++++ DATA EXTRACT

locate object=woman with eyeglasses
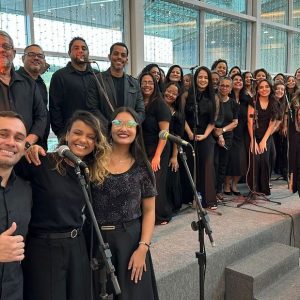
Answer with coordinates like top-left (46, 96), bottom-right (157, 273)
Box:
top-left (163, 82), bottom-right (186, 213)
top-left (140, 73), bottom-right (172, 225)
top-left (214, 77), bottom-right (239, 201)
top-left (247, 79), bottom-right (278, 195)
top-left (92, 106), bottom-right (158, 300)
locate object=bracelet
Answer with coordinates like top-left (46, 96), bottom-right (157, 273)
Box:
top-left (139, 241), bottom-right (151, 249)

++++++++

Reproduce all of the data above word for word, omitting the pictures.

FULL RESPONSE
locate object=woman with eyeglasses
Answer with coordinates like top-left (46, 96), bottom-right (157, 273)
Box:
top-left (163, 82), bottom-right (186, 213)
top-left (140, 73), bottom-right (172, 225)
top-left (214, 77), bottom-right (239, 201)
top-left (247, 79), bottom-right (278, 195)
top-left (92, 106), bottom-right (158, 300)
locate object=bracelet
Answer with coordinates like top-left (46, 96), bottom-right (157, 273)
Box:
top-left (139, 241), bottom-right (151, 249)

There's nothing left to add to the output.